[Dataset rows]
——————————

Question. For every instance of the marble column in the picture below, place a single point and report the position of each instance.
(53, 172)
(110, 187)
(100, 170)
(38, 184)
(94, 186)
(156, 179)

——————————

Written task - Reproduce every line of the records above without a single change.

Result of the exercise -
Question. For every instance of the marble column in the picture below, place a single point and report the position of each instance.
(53, 172)
(110, 187)
(100, 170)
(38, 184)
(94, 186)
(156, 179)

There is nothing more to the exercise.